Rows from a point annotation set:
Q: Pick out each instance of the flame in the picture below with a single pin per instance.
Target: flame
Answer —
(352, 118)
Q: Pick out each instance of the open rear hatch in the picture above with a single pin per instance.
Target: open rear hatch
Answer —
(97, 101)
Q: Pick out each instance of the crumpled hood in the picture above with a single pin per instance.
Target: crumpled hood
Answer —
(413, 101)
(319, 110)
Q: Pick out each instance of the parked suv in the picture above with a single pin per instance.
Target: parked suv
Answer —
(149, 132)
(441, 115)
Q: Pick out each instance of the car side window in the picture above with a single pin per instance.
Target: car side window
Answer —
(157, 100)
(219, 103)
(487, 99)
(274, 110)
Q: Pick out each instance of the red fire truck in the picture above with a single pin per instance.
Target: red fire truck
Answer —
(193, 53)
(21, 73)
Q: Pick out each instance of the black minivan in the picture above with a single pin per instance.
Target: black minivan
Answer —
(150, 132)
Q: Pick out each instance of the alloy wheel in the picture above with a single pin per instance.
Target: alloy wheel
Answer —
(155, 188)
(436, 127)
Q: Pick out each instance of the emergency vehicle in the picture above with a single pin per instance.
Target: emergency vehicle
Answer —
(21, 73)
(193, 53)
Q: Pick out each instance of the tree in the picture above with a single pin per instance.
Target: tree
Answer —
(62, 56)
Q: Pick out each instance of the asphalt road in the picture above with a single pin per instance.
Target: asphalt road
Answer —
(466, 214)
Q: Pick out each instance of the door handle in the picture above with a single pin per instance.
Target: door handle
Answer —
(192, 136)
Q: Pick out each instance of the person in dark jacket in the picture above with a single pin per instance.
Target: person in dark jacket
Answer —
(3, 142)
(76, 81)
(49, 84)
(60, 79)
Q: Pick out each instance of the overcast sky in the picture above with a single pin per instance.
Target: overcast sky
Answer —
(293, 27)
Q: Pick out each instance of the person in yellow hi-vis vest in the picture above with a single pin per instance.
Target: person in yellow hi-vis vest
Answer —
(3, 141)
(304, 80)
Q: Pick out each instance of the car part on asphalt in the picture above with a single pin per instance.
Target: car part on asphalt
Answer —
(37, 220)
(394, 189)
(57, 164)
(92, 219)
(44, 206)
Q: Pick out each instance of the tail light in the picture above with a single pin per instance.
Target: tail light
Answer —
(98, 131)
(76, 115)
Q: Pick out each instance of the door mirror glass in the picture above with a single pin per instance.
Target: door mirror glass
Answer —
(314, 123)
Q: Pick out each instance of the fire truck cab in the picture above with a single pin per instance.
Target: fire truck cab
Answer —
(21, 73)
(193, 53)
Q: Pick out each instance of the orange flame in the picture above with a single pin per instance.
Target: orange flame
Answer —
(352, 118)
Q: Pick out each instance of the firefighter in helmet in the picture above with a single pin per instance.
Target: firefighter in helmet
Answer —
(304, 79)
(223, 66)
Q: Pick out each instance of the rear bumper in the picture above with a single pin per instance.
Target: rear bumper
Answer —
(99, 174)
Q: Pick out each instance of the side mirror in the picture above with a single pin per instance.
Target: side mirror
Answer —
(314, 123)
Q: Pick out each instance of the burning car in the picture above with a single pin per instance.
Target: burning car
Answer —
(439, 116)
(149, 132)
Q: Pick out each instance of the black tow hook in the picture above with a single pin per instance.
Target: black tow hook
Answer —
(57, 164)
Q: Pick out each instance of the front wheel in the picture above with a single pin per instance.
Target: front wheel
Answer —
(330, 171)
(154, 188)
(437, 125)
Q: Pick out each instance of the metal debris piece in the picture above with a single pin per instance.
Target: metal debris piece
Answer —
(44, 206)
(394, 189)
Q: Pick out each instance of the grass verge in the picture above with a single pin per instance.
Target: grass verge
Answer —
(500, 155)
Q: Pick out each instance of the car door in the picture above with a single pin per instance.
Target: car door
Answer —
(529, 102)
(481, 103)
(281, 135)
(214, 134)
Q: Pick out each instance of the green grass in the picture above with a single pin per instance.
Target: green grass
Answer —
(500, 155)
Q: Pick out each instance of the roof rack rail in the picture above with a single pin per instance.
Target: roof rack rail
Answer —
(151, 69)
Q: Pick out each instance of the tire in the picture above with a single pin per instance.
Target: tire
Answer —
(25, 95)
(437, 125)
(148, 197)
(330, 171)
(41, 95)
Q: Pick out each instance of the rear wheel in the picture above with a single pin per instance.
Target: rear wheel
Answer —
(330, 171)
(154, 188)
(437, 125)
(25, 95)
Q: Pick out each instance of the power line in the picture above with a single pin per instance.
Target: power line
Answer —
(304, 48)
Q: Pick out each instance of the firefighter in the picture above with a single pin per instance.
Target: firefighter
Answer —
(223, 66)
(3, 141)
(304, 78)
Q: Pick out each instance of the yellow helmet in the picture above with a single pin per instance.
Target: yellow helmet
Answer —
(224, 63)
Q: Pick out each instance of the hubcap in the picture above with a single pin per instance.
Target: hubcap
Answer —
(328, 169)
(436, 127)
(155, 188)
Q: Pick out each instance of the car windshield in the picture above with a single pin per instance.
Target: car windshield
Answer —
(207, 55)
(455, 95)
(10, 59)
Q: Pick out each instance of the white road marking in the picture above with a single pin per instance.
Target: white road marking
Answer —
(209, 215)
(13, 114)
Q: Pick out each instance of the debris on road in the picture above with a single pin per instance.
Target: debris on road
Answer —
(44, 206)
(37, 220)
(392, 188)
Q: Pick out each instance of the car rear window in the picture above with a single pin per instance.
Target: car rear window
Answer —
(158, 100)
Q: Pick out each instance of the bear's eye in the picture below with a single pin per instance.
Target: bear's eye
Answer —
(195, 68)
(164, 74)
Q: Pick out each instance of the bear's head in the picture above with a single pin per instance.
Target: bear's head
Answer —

Challenge:
Copy every one of the rows above word for word, changing nothing.

Output below:
Q: Pick out each instance of the flame in the picture below with a single pin per instance.
Target: flame
Answer —
(352, 118)
Q: Pick out each instance of the open rear hatch in the picture above with a single pin per instance.
Target: open rear hatch
Answer —
(97, 101)
Q: Pick out each instance of the crumpled hood in the picture above with a single pin per instance.
Target: crumpled hood
Answer —
(413, 101)
(319, 110)
Q: Pick out each instance of the parked suv in the picture above with a single pin per instance.
Target: parked suv
Answer —
(149, 132)
(441, 115)
Q: Pick out each instance of the car side window in the picture above with a single pin per instance.
Target: car side window
Answer —
(157, 100)
(219, 103)
(487, 99)
(274, 110)
Q: Pick out each instance of the red fire truck in the picture above with a single pin per instance.
Target: red fire truck
Answer —
(193, 53)
(21, 73)
Q: Pick out each instance of the black minivan in the picture above with a single pin per instance.
Target: black minivan
Answer —
(150, 132)
Q: Pick out each instance of the alloy wheel in the picture above with a single pin per instance.
Target: alloy wheel
Answer —
(155, 188)
(436, 127)
Q: Pick out each instance of the emergency vehicle in the picture above with a single pin per instance.
Target: emergency vehicle
Answer —
(21, 73)
(193, 53)
Q: Pick out each instance of the tree in the picture above with a single pin per instance.
Target: tree
Answer —
(62, 56)
Q: Pick out each instance of the asphalt road in the picture above with a single pin per instance.
Target: asphalt road
Answer —
(466, 214)
Q: Pick out each instance of the door handle in the picture above with a single pin per instance.
Target: door handle
Answer —
(192, 136)
Q: Pick out each instance of the person in dark jacket in the picture above with a single pin per instance.
Target: person in dark jacket
Answer —
(3, 142)
(76, 81)
(49, 84)
(60, 79)
Q: Pick out each instance of the overcast sky in the picture above with a single pin per instance.
Target: overcast sky
Answer —
(293, 27)
Q: Pick out each instance of the person in yellow hi-vis vest in the picture above with a single pin per instance.
Target: person in yellow hi-vis vest
Answer —
(3, 141)
(304, 80)
Q: Pick out each instance of the car part on asphalt in the picture above with a single pin per instance.
Target: car part on asphalt
Answer —
(37, 220)
(394, 189)
(57, 164)
(92, 219)
(44, 206)
Q: Pick out each instance of the tail light in the picture above with a single pin per instance.
Target: tail light
Answer —
(98, 131)
(76, 115)
Q: Pick out each instance of the door mirror glass in the picture above with a single pin per instance.
Target: door mirror glass
Answer —
(314, 123)
Q: Pick out each instance of the fire truck cab in the picture above with a single pin per instance.
Target: fire truck cab
Answer —
(21, 73)
(193, 53)
Q: Pick out each instance of the orange flame in the picture above with a single pin per instance.
Target: orange flame
Answer —
(352, 118)
Q: Pick out each instance of the firefighter in helmet in the picture above with a single pin per instance.
Target: firefighter in helmet
Answer —
(304, 79)
(223, 66)
Q: Pick out each instance of the rear bumper in the picture above with a single pin per instance.
Target: rear bumper
Answer —
(99, 174)
Q: Pick out each instance of the side mirror in the picture above with a single pin per instance.
Target: side mirror
Answer —
(314, 123)
Q: Pick out each instance of the burning car in the picture above with a single pin per instance.
Target: burning car
Answer —
(439, 116)
(149, 132)
Q: Pick out each instance of the black tow hook in the picture above with a single pin per instance.
Target: black tow hook
Answer —
(57, 164)
Q: Pick out each instance of the front wheel in the picture above with a single pin per instance.
Target: front wheel
Answer —
(330, 171)
(154, 188)
(437, 125)
Q: Pick out each instance of the metal debris piece in the picture above with a single pin per instance.
Target: metal debris piece
Answer —
(44, 206)
(394, 189)
Q: Pick out each instance of the grass verge in the picture above with a single pin per instance.
Target: grass verge
Answer —
(500, 155)
Q: Pick out each instance of the car door in the picture above with a single pin per instance.
Target: car door
Answer —
(529, 102)
(481, 103)
(281, 135)
(214, 134)
Q: Pick out each instance of the green grass in the picture above with a single pin per instance.
Target: green grass
Answer —
(500, 155)
Q: Pick out each instance of the roof rack rail in the picture above with a single pin per instance.
Target: roof rack rail
Answer —
(151, 69)
Q: Pick out each instance of the tire in the picture above with a single pin per instance.
Target: tire
Answer —
(25, 95)
(437, 125)
(148, 197)
(330, 171)
(41, 95)
Q: Pick out each instance of the rear wheel in the picture above with a single pin per instance.
Target: rear wheel
Answer —
(330, 171)
(154, 188)
(437, 125)
(25, 95)
Q: Pick out each instance of the power line in the picture above with a single pin per instance.
Target: power line
Answer —
(304, 48)
Q: Pick out each instance of the firefighter in the picture above with a single pin per instance.
Target: firefighter
Answer —
(223, 66)
(3, 141)
(304, 78)
Q: Pick out each instance of the yellow helmet in the picture above with a single pin per instance.
Target: yellow helmet
Answer —
(224, 63)
Q: Pick out each instance of the hubcap in the picture above with a single pin per instance.
Target: hubcap
Answer —
(328, 169)
(436, 127)
(155, 188)
Q: Pick out each instance of the car windshield in the picture above with a single pin per instance.
Target: car windshield
Answer —
(207, 55)
(455, 95)
(10, 59)
Q: Pick out each instance of the white road marking in the picture above with a single pin per instance.
Target: white road marking
Answer —
(209, 215)
(13, 114)
Q: Pick out each instance of the debris on road in the picture above with a single pin per instance.
Target: debris on road
Answer —
(44, 206)
(37, 220)
(392, 188)
Q: Pick out each instance of the car rear window in the picture above with a single pin per instance.
Target: car rear window
Answer —
(158, 100)
Q: Pick out each instance of the bear's eye in the picture below with a single pin per instance.
Target: bear's eye
Answer —
(195, 68)
(164, 74)
Q: Pick out each instance of the bear's head in the picture above with a single pin per instance.
Target: bear's head
Answer —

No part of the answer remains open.